Raw records

____________________

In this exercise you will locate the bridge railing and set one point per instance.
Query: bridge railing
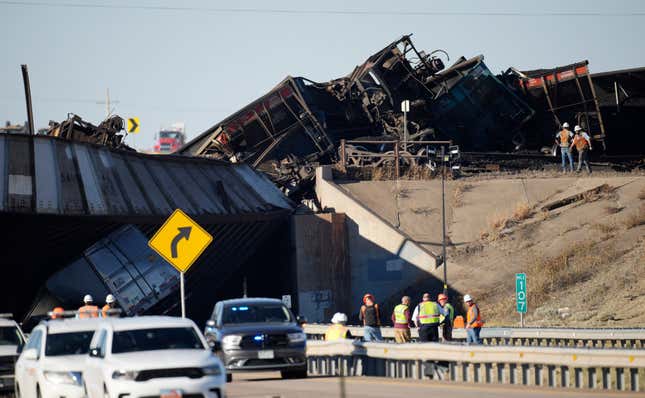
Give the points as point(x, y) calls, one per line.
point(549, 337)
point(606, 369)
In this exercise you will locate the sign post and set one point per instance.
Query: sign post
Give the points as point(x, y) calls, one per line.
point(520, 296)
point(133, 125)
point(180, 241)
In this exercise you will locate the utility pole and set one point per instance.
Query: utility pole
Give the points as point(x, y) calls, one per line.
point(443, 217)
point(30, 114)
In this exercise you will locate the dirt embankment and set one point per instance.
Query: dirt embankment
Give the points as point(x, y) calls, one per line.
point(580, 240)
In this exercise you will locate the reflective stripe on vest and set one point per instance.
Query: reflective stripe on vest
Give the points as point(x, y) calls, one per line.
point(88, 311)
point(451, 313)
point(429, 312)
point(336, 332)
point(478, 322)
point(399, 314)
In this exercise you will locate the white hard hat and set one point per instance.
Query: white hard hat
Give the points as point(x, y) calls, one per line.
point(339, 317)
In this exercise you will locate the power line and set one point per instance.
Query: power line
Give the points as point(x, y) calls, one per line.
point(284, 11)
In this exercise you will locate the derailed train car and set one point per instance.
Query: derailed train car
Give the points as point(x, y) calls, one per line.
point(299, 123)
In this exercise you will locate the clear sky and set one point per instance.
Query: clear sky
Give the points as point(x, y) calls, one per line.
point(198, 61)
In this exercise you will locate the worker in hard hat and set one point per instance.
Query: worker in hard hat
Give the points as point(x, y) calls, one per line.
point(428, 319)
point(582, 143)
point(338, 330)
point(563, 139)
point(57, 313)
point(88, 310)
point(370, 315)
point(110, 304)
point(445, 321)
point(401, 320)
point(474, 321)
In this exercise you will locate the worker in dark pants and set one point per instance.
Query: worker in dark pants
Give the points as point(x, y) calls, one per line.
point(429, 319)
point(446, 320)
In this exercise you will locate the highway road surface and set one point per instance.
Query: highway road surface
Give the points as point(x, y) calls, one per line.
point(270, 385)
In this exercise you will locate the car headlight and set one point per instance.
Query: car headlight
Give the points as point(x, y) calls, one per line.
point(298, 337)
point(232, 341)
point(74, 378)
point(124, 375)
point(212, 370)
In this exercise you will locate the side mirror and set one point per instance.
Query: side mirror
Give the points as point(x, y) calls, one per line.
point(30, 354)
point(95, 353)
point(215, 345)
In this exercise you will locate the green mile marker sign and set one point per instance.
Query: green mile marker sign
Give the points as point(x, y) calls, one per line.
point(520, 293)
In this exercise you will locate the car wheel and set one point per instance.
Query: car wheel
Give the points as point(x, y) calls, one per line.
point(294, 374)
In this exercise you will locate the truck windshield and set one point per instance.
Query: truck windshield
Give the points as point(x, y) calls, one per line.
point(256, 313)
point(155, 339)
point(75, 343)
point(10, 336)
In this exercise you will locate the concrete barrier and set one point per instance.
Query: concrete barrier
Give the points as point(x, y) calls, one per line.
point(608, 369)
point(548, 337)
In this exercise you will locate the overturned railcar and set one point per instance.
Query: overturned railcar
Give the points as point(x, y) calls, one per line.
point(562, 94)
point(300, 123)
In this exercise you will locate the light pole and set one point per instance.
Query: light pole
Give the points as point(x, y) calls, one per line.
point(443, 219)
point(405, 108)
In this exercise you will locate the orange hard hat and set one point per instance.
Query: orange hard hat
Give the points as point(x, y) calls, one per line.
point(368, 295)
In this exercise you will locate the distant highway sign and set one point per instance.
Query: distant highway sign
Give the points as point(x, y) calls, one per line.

____________________

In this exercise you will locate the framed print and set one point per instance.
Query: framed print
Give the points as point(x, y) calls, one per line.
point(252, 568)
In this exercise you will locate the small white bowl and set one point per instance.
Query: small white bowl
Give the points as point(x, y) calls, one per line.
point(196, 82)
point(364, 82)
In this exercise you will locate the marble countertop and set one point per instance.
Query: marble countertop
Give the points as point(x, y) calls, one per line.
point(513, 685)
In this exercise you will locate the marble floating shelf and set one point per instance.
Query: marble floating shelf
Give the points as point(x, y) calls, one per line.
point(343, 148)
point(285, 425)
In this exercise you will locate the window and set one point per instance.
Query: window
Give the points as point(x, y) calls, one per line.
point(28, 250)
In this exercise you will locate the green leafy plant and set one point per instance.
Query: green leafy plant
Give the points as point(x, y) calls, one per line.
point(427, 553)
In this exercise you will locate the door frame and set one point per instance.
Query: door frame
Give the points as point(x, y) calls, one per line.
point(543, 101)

____________________

» **Task requirements**: Please rescale the lines starting with the line containing "In this exercise you will locate the worker in dark" and going on through the line containing "point(215, 345)". Write out every one of those lines again, multiplying each numeric x and y coordinate by 1.9 and rounding to the nearest whole number, with halves rounded up.

» **Solution for this task**:
In this exercise you will locate the worker in dark pants and set one point per instance.
Query: worker in dark pants
Give the points as point(x, y) calls, one per line.
point(815, 606)
point(847, 608)
In this exercise you will locate the highway road surface and set one point per instance.
Query: highway road surface
Give the points as point(x, y) calls, one per line.
point(513, 732)
In this exercise you will locate the car headlight and set one point per instance.
Query: car headlight
Give the points as point(x, y) calls, one per line.
point(566, 640)
point(441, 648)
point(141, 718)
point(236, 713)
point(403, 703)
In this exercise you will locate the side mirror and set one point per instance.
Query: side mirror
Give the points as point(x, y) calls, one per line.
point(57, 673)
point(181, 671)
point(409, 656)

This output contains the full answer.